[Pointing and labeling entries]
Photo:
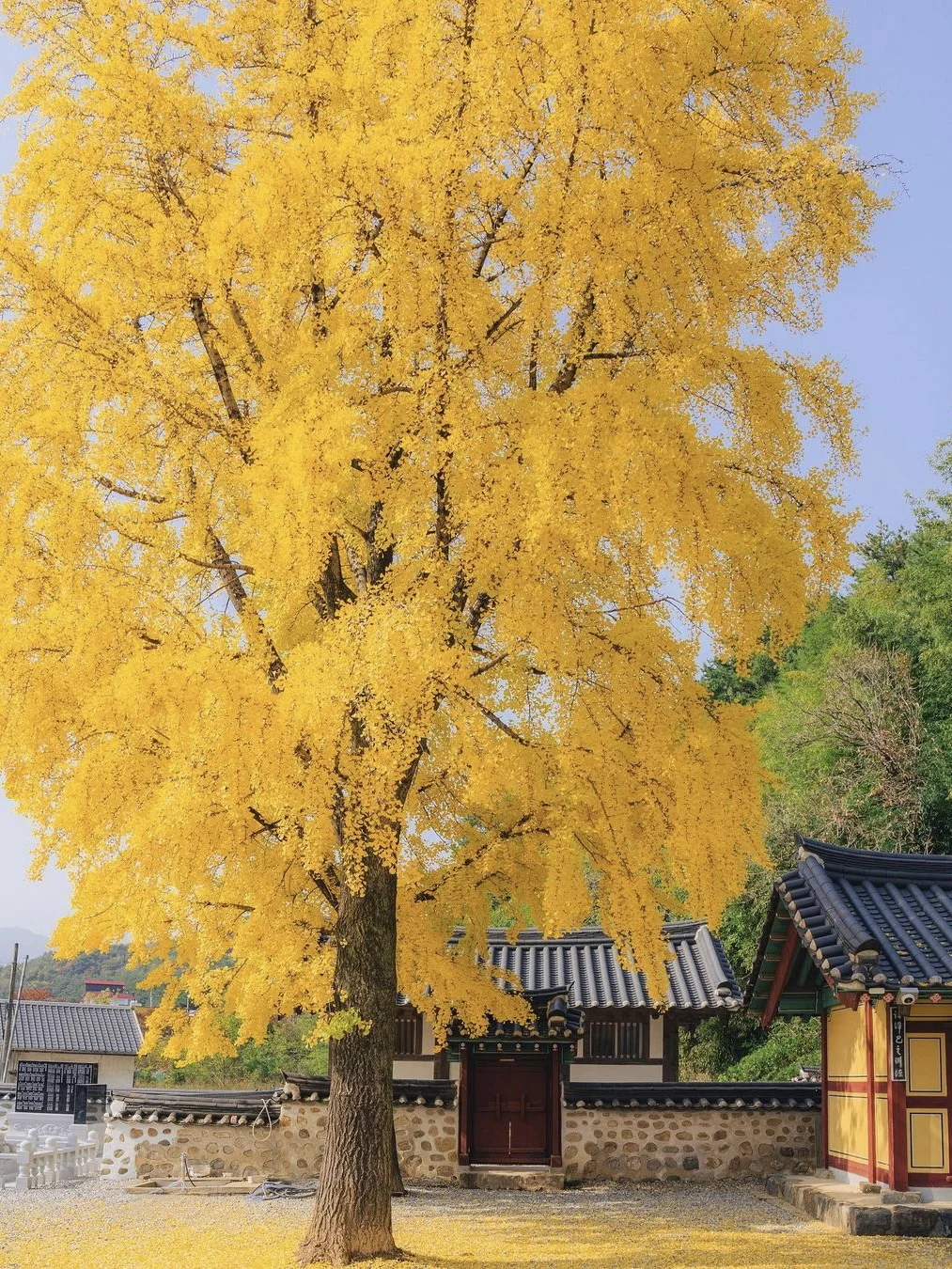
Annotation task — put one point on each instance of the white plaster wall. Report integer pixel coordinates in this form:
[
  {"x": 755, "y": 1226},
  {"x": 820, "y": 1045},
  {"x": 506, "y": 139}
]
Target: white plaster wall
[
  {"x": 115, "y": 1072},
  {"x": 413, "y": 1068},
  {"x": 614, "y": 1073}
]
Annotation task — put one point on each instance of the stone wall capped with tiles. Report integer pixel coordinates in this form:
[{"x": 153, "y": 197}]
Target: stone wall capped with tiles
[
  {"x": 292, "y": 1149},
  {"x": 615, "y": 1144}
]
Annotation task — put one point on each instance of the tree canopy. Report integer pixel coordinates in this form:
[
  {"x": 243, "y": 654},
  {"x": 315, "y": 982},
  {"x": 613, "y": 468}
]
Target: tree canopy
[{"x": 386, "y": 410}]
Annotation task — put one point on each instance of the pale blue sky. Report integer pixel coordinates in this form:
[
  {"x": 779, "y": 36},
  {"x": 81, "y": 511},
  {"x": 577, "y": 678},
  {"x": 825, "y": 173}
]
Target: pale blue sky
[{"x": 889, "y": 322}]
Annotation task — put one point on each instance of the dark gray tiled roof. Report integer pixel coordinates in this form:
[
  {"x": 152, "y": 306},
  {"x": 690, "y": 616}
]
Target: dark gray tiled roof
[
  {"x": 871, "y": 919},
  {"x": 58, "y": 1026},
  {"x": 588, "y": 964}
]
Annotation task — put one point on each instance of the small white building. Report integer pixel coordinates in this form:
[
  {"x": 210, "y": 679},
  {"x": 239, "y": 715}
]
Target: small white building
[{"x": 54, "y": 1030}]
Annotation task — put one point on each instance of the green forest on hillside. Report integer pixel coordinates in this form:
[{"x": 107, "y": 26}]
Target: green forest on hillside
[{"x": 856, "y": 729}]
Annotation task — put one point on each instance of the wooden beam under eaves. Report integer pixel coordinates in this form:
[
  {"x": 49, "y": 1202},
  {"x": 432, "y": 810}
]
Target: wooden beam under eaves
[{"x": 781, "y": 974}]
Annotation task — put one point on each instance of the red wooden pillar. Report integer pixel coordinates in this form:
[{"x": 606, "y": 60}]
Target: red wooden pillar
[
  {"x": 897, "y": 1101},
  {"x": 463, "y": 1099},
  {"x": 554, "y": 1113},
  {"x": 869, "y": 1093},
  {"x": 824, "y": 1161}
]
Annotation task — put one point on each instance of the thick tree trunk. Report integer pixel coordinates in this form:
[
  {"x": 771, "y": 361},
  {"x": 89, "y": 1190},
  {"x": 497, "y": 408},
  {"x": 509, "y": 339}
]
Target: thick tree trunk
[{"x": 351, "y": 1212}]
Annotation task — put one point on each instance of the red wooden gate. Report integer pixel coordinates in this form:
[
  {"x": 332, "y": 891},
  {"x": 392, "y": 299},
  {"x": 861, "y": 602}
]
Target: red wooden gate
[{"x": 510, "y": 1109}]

* **EXERCISE DESCRIPTION**: Write out the data precisely as given, excluding the pictures.

* **ANSWER BELOW**:
Photo:
Annotation task — put one point on each instance of the white plaster wall. Report integer pixel coordinates in this form:
[
  {"x": 755, "y": 1226},
  {"x": 820, "y": 1045},
  {"x": 506, "y": 139}
]
Target: white plaster wall
[
  {"x": 115, "y": 1072},
  {"x": 413, "y": 1068},
  {"x": 614, "y": 1073}
]
Annotation task — put one point on each instance of the stone wall capped with tiles. Report integer pixel coordinates in this form:
[{"x": 153, "y": 197}]
Target: stone wall capped with tiles
[
  {"x": 292, "y": 1149},
  {"x": 615, "y": 1144}
]
Annotation task — put one point on each instance of the tree canopy. Report integer pixel coordinates in this form:
[
  {"x": 243, "y": 654},
  {"x": 315, "y": 982},
  {"x": 613, "y": 468}
]
Target: tree canopy
[{"x": 386, "y": 410}]
Annotation task — put one point on each instance of the pale blue sky. Report integer pixel coordinates in this form:
[
  {"x": 779, "y": 36},
  {"x": 81, "y": 511},
  {"x": 577, "y": 678},
  {"x": 825, "y": 173}
]
Target: pale blue sky
[{"x": 889, "y": 322}]
Annotation task — put one point on each instance of the dark gray tiled roof. Report integer pixel coordinates in this form:
[
  {"x": 152, "y": 306},
  {"x": 690, "y": 616}
]
Target: dark gray tiled roof
[
  {"x": 871, "y": 919},
  {"x": 58, "y": 1026},
  {"x": 588, "y": 964}
]
Annotation task — put one point on each instance of the small white building. Report integer pixel coordinates in this form:
[
  {"x": 210, "y": 679},
  {"x": 239, "y": 715}
]
Target: small white building
[{"x": 54, "y": 1030}]
Annotation task — put one point on each instance of the green forest on hillside. Report integer pixel coordinates in this form:
[{"x": 107, "y": 26}]
Target: green forest on hillside
[{"x": 856, "y": 729}]
Annotation task — put one point on each instance of the wooden beam under eaves. Report integer pixel coordinates in this form:
[
  {"x": 49, "y": 1202},
  {"x": 432, "y": 810}
]
Target: wooden beam under eaves
[{"x": 781, "y": 974}]
Annotation task — put one point on each instance of the red wooden pillar. Report integer pixel coordinates in this form:
[{"x": 606, "y": 60}]
Target: red wooden pillar
[
  {"x": 897, "y": 1101},
  {"x": 463, "y": 1099},
  {"x": 554, "y": 1113},
  {"x": 869, "y": 1093},
  {"x": 824, "y": 1161}
]
Annotation task — put one point on each instance of the thick tree trunk. Report integer pixel coordinates in this form:
[
  {"x": 771, "y": 361},
  {"x": 89, "y": 1190},
  {"x": 497, "y": 408},
  {"x": 509, "y": 339}
]
Target: thick tree trunk
[{"x": 351, "y": 1212}]
Annotation task — put one point on each instance of the red wooden gate. Report integer pixel coordinates in this form:
[
  {"x": 332, "y": 891},
  {"x": 392, "y": 299},
  {"x": 861, "y": 602}
]
Target: red wooden gate
[{"x": 510, "y": 1109}]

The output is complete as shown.